• [The task]:
Reproduce the material below verbatim, everything from its first line down to and including the line containing "positive clicks: (560, 66)", and output only those lines.
▼
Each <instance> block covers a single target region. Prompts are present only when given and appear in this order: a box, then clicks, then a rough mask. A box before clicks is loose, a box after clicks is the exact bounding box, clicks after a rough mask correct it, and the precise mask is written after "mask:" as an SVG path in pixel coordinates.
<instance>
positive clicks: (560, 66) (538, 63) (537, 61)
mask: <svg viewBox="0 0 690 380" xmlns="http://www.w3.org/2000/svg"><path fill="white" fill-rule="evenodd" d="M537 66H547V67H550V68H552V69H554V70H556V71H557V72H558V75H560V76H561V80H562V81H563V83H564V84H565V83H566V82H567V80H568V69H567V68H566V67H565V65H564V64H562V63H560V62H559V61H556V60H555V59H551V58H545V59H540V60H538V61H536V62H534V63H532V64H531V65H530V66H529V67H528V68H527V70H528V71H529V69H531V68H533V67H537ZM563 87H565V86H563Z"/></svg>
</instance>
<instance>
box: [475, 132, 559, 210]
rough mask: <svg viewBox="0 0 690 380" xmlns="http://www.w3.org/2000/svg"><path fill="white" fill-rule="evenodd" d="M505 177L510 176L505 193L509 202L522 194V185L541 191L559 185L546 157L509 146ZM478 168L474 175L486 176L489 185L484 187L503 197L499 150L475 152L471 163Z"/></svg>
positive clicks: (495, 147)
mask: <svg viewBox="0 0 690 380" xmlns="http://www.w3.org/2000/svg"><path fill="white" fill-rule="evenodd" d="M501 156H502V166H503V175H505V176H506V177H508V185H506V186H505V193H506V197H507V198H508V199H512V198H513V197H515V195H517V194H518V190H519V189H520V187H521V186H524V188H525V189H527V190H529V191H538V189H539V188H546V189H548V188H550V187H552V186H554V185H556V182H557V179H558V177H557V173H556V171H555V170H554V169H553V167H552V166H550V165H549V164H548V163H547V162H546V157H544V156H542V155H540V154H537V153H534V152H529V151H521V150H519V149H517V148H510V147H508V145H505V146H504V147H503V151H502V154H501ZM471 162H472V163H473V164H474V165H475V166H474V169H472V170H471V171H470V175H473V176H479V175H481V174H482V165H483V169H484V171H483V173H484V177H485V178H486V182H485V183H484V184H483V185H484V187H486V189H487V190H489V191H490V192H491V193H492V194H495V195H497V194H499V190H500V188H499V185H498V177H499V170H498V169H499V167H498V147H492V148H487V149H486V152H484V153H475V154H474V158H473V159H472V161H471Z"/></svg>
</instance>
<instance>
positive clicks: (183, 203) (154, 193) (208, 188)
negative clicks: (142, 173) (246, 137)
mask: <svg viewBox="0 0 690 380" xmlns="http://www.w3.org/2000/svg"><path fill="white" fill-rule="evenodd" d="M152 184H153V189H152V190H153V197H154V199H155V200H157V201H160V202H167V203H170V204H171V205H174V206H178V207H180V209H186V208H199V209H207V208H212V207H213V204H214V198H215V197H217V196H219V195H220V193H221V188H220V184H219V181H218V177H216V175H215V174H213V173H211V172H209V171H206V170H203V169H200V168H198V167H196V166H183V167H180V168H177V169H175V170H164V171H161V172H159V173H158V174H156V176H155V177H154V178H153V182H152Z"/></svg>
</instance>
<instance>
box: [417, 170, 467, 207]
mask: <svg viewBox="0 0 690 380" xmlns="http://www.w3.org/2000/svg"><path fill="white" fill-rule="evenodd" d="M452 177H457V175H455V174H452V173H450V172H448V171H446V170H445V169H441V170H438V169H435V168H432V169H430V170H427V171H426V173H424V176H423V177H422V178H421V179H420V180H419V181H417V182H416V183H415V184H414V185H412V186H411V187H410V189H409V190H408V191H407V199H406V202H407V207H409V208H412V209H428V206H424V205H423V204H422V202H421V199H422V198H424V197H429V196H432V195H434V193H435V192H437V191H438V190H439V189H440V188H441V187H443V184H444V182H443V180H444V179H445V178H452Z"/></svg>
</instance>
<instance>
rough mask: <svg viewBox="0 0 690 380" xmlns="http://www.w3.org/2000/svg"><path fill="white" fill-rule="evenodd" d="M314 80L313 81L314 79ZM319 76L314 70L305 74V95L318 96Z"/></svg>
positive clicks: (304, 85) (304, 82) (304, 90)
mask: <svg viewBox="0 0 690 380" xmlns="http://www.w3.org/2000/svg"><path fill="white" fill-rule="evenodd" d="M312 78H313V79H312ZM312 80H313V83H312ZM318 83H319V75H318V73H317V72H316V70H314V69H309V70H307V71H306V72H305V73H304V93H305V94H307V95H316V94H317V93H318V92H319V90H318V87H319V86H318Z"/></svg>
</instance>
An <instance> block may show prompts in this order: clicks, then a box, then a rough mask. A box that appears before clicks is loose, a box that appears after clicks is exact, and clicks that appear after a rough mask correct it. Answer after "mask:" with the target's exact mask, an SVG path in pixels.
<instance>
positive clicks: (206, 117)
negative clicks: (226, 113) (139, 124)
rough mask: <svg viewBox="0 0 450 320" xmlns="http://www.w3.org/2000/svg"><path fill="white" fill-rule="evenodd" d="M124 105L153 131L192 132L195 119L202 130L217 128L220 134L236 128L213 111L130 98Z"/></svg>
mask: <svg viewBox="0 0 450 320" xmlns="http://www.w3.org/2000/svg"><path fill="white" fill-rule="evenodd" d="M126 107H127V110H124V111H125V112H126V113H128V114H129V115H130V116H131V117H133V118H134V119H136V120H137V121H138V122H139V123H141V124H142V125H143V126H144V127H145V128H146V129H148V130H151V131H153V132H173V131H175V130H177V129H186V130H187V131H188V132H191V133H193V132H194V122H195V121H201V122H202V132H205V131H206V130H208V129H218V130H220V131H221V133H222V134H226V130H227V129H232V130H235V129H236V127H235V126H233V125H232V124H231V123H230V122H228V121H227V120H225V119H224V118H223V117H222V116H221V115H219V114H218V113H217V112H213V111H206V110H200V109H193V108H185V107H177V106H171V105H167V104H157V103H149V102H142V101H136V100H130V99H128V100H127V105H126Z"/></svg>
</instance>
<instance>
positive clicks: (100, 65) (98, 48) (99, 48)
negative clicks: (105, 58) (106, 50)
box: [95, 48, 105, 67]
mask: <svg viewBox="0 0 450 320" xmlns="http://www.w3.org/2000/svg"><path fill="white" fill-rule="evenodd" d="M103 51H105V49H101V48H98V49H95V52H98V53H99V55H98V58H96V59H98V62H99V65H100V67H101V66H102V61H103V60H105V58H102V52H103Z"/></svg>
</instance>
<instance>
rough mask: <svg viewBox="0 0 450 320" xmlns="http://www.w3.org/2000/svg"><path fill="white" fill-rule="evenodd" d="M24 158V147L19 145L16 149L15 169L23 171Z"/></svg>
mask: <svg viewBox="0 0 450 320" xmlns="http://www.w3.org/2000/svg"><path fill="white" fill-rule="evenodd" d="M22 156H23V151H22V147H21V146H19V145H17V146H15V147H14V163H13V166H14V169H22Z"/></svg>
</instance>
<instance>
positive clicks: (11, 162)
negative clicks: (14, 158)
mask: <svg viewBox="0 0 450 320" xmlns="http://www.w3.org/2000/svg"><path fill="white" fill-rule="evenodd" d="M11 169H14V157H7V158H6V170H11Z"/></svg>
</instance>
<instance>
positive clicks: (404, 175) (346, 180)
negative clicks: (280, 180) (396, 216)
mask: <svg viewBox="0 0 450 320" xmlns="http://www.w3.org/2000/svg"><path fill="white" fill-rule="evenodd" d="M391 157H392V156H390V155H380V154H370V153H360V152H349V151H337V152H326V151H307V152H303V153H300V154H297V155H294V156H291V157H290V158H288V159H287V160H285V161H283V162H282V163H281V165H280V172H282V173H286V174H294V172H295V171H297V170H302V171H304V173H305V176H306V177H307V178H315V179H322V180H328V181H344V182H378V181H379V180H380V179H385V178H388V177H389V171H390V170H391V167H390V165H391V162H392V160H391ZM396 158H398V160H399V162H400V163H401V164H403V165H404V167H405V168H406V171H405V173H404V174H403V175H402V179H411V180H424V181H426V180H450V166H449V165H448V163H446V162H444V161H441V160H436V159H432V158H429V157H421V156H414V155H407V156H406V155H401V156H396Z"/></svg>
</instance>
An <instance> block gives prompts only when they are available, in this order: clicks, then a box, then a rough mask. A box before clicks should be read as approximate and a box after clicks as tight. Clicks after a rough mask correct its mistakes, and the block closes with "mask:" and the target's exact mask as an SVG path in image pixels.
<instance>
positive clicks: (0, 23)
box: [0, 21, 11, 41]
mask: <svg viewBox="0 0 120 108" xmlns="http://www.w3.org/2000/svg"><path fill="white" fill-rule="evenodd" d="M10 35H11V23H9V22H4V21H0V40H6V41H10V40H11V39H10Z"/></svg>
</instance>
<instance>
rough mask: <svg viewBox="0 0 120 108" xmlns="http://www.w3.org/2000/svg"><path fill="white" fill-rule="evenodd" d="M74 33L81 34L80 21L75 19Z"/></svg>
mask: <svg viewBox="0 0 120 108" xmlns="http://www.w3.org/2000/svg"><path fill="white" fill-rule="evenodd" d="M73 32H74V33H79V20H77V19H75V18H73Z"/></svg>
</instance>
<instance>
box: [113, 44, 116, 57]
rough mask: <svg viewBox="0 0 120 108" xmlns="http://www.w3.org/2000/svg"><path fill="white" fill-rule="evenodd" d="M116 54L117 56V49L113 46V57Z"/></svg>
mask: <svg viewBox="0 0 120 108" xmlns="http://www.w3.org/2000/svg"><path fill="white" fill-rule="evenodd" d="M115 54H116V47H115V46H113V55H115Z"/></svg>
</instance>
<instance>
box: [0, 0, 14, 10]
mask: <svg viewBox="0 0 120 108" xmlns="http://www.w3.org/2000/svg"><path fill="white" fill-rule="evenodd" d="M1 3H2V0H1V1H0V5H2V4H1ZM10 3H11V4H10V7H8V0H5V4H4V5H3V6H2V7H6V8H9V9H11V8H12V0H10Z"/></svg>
▲
• [Exercise solution]:
Each <instance> block covers a single target region. Prompts are present only when given and appear in this order: a box, then clicks, then a rough mask. A box before clicks is loose, a box after clicks is the exact bounding box, clicks after a rough mask correct it, and the precise mask is written after "mask:" as an SVG path in pixel coordinates.
<instance>
positive clicks: (560, 66) (538, 63) (537, 61)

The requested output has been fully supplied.